SHORT TASK - Report every line in the material below that contains the word "street", copying each such line in full. Case matters when matching.

PROVIDED DATA -
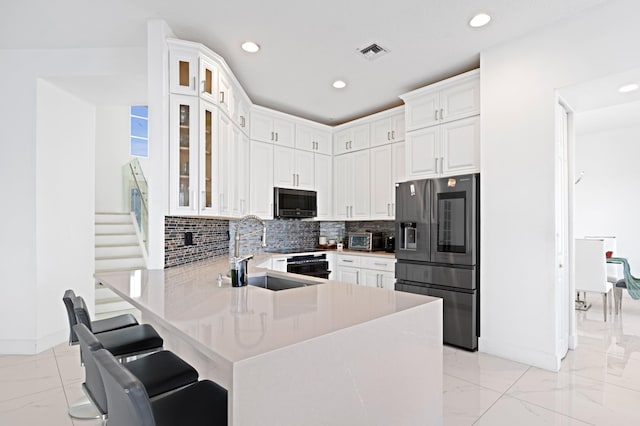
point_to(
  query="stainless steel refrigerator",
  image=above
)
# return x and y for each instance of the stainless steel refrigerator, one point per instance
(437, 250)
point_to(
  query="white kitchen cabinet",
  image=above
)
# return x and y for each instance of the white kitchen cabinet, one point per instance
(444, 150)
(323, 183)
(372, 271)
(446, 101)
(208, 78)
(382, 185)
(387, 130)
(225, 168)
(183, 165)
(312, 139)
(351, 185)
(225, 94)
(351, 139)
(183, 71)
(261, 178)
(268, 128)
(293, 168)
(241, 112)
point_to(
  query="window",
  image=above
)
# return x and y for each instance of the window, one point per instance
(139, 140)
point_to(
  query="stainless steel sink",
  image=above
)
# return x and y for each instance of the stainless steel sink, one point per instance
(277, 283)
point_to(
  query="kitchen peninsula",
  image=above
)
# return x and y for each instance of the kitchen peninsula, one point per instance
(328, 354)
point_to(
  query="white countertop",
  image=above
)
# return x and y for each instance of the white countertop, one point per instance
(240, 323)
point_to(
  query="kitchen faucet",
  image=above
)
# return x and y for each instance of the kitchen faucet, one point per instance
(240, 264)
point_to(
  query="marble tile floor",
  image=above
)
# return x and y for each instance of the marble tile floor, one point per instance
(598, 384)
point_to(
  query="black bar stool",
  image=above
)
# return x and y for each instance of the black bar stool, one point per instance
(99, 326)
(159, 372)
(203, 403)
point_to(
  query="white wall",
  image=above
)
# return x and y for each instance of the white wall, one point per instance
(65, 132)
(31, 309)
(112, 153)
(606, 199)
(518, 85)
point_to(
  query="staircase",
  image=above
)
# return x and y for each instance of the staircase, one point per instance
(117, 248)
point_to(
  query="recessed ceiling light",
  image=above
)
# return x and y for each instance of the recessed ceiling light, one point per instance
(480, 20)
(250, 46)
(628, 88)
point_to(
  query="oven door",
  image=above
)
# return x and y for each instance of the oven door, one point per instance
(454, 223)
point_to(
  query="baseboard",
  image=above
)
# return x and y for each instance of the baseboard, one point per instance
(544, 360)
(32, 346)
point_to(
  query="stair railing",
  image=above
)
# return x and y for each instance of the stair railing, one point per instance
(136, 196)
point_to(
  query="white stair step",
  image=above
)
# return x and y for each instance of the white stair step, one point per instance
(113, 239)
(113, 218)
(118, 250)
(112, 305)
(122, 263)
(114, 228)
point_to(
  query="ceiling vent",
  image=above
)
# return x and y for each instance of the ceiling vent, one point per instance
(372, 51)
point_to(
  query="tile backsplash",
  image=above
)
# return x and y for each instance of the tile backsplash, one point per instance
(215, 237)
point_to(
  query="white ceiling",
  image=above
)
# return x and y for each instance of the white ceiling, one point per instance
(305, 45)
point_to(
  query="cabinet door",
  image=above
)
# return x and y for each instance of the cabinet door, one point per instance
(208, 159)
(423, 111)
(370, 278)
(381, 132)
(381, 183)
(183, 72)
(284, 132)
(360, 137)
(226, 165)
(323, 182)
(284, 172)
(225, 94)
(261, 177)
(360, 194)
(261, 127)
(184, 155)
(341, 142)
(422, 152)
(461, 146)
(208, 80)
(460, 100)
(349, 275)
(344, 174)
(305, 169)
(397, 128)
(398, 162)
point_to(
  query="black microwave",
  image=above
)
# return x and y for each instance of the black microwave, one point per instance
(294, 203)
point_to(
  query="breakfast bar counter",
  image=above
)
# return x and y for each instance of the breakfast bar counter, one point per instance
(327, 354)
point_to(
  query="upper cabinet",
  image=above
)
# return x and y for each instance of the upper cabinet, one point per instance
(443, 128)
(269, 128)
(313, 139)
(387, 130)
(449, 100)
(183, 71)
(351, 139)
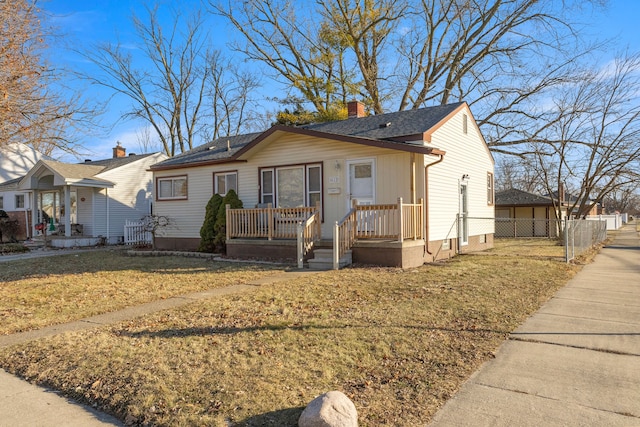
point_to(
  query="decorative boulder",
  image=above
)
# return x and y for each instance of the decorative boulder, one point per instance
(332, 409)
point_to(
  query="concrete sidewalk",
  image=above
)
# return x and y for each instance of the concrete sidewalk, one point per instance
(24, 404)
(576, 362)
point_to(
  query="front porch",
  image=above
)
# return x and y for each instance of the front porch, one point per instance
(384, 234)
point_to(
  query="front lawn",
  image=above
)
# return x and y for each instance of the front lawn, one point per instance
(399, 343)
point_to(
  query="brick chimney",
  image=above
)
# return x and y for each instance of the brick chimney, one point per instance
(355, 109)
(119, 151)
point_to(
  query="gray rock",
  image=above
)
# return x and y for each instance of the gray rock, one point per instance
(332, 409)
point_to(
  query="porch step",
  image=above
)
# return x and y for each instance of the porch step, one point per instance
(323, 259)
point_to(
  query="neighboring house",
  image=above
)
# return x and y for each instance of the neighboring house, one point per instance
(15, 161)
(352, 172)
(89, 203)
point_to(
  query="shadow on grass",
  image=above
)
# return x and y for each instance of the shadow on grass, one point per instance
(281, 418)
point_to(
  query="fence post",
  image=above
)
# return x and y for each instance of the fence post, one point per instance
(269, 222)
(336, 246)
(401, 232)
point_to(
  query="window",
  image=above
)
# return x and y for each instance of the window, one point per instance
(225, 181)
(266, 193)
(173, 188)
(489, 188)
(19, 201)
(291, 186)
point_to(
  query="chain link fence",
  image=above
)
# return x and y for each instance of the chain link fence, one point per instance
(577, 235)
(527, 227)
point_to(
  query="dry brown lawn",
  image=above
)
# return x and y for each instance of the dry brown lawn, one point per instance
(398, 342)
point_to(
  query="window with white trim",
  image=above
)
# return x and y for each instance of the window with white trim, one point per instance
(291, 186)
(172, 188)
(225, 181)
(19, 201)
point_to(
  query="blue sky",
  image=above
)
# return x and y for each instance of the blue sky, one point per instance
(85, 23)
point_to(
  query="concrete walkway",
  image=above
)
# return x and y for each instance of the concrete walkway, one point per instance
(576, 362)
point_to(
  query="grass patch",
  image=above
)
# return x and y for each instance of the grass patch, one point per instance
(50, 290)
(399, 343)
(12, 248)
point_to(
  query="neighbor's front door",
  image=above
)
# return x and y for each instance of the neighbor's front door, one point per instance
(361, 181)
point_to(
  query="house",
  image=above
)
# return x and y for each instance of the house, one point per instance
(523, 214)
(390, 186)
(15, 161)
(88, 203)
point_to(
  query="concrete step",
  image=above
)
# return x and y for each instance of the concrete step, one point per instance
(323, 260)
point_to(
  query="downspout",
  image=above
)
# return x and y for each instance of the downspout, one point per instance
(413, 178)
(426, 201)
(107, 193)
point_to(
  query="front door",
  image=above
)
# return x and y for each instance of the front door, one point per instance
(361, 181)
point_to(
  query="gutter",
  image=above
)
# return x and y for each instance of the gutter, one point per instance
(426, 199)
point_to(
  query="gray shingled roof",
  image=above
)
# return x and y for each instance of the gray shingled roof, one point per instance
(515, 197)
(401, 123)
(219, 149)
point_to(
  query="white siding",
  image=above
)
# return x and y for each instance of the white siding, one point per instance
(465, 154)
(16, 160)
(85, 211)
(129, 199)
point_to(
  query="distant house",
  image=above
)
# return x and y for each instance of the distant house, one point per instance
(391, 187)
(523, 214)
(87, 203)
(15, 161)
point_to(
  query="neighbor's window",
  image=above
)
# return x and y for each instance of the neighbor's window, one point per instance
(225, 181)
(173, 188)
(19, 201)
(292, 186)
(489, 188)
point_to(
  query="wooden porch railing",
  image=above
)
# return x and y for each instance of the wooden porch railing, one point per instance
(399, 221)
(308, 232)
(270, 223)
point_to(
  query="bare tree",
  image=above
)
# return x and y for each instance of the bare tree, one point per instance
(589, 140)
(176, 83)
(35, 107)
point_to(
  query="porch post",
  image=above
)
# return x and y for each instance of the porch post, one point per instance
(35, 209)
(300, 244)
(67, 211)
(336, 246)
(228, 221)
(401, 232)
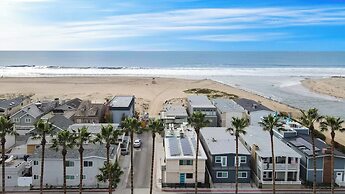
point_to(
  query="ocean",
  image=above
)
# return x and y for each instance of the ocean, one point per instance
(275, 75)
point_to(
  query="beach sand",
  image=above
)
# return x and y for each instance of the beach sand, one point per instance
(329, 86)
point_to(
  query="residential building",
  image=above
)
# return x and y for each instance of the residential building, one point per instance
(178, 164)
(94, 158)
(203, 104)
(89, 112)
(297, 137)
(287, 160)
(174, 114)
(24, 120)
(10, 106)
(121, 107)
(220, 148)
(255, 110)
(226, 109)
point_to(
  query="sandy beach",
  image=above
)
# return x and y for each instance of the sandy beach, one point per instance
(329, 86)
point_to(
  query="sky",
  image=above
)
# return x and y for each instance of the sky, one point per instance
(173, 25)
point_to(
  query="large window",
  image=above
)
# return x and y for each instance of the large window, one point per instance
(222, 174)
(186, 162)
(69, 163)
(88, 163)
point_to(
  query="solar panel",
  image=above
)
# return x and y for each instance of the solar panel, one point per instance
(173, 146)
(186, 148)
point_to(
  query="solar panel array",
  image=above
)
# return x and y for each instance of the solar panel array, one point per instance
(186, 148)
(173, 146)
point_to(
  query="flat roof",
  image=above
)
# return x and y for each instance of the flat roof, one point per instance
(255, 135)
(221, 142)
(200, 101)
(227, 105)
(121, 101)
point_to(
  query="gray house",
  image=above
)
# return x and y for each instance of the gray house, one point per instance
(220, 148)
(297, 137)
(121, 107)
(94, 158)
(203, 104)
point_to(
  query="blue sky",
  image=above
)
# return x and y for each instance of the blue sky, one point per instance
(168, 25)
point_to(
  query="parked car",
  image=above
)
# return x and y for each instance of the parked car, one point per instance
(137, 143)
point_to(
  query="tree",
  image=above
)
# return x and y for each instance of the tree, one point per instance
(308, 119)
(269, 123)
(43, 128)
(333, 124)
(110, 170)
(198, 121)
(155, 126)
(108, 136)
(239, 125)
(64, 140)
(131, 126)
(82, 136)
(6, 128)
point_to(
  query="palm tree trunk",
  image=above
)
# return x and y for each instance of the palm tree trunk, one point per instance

---

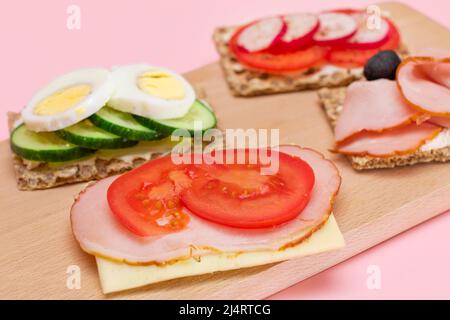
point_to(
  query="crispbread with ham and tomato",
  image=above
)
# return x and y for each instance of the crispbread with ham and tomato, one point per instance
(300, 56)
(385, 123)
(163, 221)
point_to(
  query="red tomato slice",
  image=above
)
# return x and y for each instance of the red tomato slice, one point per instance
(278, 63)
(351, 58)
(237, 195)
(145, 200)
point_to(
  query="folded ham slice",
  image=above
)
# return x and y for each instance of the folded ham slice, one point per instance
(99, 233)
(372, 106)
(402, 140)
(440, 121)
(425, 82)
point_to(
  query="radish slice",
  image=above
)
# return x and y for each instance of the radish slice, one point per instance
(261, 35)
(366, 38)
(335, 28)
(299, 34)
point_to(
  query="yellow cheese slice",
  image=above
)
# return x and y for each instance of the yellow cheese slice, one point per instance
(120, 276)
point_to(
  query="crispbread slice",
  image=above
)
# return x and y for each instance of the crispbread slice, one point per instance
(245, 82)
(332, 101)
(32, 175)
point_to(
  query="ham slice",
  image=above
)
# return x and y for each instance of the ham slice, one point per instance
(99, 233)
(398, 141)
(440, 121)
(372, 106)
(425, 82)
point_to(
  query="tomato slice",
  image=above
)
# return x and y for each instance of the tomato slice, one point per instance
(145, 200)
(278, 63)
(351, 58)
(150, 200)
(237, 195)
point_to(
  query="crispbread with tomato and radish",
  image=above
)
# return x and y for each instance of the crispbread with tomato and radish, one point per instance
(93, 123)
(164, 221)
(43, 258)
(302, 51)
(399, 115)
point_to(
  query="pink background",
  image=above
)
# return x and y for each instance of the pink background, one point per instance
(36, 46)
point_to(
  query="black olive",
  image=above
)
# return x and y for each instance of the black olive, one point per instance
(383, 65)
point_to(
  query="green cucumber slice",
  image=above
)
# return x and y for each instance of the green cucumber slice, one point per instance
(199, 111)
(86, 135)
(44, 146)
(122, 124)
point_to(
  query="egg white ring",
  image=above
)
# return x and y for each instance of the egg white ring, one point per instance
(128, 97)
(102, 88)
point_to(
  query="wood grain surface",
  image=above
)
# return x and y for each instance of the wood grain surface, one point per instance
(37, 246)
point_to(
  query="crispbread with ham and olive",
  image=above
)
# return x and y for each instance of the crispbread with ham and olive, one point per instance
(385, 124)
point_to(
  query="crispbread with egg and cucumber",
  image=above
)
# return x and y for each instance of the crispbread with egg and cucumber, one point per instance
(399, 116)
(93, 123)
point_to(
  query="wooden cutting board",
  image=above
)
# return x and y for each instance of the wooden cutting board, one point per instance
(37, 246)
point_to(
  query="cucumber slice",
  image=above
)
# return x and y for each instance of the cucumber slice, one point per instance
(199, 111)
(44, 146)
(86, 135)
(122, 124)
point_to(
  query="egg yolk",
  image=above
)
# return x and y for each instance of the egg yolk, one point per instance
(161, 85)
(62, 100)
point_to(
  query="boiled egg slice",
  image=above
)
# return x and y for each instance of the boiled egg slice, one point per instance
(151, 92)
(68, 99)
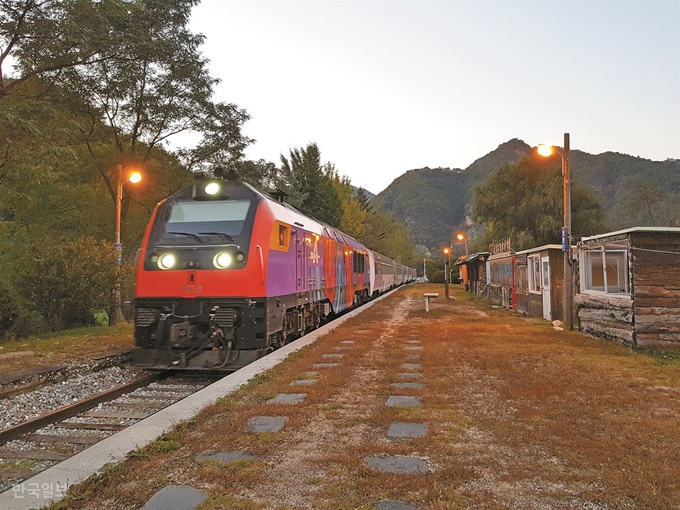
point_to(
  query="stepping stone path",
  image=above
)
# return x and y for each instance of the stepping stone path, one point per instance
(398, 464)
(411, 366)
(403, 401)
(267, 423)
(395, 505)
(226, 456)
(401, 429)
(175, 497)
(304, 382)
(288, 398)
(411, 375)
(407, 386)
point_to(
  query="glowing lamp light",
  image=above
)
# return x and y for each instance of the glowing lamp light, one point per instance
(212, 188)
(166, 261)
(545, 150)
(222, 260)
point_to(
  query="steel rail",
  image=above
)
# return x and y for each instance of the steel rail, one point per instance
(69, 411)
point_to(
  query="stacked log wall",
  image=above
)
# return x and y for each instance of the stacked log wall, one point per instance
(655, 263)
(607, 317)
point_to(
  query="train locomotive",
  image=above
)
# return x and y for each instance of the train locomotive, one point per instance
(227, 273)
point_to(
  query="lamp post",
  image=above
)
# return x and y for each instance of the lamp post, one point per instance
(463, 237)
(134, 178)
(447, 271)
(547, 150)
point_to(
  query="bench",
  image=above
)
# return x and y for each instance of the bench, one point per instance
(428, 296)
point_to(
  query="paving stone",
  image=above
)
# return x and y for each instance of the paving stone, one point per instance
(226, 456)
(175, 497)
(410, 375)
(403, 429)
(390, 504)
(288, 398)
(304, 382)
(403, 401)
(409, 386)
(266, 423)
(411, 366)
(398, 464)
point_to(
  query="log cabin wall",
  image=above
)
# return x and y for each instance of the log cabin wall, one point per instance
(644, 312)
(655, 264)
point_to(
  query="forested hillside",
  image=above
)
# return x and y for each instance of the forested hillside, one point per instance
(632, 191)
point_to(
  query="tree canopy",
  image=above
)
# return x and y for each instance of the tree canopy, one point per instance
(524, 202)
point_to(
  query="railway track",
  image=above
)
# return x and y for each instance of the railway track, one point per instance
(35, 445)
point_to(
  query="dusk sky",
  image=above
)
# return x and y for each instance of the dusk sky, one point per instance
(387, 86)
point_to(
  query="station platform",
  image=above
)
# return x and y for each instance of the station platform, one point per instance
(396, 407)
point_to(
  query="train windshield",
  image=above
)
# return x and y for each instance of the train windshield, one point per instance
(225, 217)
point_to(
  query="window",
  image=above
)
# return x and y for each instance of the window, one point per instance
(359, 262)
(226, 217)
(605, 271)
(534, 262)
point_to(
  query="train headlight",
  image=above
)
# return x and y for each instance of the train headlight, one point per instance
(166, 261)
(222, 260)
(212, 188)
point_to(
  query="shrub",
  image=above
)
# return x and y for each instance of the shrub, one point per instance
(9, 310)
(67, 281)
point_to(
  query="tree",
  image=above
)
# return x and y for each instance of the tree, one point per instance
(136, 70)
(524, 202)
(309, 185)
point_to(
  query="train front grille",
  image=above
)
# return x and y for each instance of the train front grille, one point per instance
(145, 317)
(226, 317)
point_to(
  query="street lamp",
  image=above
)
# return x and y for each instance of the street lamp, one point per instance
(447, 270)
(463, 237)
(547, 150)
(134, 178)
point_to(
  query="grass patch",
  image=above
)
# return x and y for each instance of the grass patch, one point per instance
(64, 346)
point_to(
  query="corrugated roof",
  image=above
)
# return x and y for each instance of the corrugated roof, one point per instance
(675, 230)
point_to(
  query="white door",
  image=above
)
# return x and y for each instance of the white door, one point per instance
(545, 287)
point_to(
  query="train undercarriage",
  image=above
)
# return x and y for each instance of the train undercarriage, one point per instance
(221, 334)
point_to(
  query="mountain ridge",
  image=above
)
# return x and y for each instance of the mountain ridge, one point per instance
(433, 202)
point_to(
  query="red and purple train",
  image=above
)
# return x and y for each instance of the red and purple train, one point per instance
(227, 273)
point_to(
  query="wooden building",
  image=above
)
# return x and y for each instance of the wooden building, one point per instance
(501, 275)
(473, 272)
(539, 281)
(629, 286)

---

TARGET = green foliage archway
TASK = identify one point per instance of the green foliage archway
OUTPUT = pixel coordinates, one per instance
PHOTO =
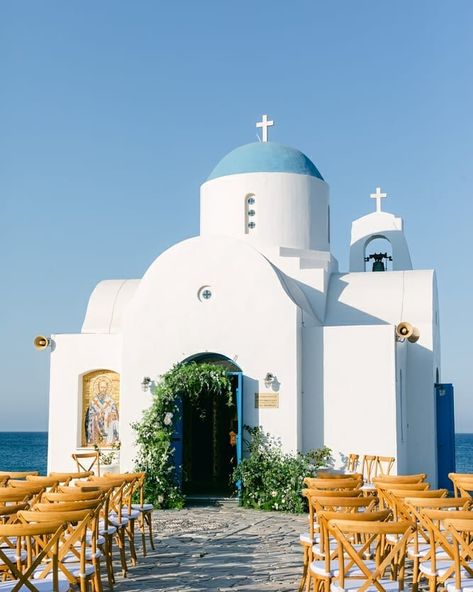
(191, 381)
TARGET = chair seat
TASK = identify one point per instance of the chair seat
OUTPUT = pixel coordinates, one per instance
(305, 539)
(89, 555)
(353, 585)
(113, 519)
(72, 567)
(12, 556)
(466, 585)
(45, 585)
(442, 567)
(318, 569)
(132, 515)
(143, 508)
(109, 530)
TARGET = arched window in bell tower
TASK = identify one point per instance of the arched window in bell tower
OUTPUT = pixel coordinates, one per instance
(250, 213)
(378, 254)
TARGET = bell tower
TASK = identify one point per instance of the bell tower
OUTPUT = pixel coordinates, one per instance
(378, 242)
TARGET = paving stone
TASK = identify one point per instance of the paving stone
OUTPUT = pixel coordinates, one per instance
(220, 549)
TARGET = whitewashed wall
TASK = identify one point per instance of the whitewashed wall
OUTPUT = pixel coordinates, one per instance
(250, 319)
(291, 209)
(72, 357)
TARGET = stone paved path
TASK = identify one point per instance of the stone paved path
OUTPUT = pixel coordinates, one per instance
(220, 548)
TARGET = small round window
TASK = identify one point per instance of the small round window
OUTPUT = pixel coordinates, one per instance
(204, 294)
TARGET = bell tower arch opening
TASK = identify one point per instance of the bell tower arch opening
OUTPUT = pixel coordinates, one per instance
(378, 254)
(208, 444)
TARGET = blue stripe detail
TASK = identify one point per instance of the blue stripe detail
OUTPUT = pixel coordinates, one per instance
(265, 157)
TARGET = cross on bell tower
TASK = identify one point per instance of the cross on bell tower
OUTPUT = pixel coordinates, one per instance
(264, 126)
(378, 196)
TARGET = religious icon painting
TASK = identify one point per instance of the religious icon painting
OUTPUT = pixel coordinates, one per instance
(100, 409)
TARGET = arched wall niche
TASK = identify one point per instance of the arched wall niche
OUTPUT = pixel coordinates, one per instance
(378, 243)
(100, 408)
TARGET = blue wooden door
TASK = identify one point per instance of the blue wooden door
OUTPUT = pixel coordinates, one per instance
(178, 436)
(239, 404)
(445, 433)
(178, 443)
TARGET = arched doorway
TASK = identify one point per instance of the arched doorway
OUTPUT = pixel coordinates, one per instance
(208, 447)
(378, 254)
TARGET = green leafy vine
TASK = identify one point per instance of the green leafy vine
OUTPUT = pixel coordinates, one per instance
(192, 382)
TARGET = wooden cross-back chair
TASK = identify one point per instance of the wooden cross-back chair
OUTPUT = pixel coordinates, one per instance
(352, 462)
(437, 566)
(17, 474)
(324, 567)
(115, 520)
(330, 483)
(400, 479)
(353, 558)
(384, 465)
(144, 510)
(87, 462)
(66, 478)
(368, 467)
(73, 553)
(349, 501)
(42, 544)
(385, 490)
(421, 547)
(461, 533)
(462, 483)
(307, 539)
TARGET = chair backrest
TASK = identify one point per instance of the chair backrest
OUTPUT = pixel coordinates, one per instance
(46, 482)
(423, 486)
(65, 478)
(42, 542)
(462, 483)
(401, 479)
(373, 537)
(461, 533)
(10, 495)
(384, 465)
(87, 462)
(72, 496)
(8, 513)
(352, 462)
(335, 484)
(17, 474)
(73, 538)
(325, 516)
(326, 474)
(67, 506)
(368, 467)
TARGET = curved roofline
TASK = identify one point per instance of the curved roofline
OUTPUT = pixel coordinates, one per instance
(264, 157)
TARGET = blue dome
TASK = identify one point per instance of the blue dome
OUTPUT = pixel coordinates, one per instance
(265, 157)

WRITTEN SOLUTION -
  query="street lamp",
# return x and y for each instance of the street lamp, one point per instance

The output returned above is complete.